- Records provided:
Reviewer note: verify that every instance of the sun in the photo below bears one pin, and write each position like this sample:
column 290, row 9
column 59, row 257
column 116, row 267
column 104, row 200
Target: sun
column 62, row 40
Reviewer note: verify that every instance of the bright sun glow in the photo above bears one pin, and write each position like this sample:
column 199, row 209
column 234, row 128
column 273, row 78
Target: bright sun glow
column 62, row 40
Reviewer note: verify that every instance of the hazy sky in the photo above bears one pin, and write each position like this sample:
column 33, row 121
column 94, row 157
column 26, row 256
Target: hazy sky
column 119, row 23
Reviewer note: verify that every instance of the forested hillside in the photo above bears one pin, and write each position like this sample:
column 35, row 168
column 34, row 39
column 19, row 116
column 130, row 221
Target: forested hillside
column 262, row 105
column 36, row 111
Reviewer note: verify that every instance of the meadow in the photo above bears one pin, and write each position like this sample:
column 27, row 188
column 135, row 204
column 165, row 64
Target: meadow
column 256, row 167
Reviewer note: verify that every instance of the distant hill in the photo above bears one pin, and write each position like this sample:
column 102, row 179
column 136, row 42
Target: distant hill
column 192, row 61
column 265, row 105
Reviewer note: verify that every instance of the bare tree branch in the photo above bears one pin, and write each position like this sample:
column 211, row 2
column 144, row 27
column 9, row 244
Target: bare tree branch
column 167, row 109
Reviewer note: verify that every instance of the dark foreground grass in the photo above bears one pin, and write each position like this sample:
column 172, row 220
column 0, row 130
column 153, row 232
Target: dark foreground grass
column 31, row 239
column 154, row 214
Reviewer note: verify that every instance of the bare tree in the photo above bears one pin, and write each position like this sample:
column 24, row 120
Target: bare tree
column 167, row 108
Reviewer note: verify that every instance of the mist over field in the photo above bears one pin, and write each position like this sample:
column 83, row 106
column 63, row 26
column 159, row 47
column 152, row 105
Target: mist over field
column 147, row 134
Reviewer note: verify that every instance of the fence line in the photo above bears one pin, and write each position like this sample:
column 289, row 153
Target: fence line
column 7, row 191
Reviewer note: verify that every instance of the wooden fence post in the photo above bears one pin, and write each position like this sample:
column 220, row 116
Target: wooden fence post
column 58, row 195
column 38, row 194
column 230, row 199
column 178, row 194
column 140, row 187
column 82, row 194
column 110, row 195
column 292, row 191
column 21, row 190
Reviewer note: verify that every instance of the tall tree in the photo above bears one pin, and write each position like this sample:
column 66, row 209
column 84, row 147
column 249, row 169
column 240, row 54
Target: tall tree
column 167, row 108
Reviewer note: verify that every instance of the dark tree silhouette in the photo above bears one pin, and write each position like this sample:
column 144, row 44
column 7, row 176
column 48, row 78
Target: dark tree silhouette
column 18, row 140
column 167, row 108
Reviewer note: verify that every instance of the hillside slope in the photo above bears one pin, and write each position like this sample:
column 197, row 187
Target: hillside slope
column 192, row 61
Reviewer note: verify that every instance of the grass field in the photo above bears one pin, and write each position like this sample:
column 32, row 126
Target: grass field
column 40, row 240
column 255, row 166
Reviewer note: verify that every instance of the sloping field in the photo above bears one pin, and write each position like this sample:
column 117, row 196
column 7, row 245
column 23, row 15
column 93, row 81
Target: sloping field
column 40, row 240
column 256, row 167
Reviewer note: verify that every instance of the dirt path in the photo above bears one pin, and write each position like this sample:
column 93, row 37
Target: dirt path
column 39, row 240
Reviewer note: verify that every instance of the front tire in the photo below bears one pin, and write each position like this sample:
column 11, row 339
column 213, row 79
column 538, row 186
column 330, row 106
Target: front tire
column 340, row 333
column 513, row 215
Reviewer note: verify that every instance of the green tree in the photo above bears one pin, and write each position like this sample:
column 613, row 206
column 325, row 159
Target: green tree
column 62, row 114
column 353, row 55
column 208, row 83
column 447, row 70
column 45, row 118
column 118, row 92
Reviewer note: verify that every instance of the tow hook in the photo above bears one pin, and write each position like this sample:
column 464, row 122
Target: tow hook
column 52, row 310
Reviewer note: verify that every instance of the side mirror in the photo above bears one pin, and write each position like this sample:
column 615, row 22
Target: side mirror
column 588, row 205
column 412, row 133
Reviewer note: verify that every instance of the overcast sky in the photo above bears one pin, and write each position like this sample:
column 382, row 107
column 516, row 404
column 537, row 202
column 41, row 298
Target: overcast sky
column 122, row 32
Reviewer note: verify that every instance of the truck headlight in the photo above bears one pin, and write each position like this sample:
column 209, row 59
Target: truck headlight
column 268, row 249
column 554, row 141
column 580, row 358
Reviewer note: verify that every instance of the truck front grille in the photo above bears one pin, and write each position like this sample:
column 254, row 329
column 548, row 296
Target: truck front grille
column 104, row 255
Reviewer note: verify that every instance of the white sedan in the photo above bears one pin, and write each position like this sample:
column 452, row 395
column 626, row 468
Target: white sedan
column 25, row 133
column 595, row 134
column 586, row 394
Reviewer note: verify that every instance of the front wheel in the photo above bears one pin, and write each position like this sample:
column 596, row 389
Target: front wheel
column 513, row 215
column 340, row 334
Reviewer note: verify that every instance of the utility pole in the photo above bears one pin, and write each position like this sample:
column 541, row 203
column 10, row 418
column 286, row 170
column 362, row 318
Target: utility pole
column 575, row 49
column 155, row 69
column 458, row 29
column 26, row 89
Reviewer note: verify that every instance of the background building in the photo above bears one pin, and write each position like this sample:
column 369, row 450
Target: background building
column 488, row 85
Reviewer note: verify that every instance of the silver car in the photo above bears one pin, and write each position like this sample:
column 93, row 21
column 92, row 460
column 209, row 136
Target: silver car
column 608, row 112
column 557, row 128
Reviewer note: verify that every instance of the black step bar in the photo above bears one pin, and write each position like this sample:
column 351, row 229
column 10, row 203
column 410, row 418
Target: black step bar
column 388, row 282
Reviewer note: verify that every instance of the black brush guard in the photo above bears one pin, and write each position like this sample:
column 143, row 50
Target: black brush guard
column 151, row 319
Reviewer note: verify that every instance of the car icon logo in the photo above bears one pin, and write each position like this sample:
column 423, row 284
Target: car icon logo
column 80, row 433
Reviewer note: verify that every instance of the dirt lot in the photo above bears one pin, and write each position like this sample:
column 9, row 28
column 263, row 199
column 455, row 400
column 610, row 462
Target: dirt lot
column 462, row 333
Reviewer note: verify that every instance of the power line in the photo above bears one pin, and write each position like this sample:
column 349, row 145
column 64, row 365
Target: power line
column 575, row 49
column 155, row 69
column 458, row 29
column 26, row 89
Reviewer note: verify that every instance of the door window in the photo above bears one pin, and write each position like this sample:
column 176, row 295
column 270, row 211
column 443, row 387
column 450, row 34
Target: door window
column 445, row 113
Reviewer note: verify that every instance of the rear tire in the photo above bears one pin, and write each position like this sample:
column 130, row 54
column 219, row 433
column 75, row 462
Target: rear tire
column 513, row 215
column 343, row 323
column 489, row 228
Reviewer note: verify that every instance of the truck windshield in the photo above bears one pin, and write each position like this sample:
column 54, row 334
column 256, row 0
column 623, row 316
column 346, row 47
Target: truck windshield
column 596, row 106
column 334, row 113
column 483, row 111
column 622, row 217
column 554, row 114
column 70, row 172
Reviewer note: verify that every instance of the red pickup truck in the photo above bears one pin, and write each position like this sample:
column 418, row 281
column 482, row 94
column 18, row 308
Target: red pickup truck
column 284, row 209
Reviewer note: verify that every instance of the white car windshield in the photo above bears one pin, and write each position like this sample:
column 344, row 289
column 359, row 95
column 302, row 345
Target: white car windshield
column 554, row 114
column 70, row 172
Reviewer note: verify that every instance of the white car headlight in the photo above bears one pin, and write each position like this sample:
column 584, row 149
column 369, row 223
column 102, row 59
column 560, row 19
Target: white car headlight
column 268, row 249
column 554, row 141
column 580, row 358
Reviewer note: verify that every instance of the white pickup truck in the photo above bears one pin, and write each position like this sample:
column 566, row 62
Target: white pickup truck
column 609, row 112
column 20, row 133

- Description of the task: In the entries, find every line holding "below" and copy it.

- Answer for the task:
Reviewer note: verify that every instance of the sun in the photo below bears one pin, and write each position like this sample:
Reviewer note: verify that every instance of the front tire in the photo below bears one pin, and write each position like this sample:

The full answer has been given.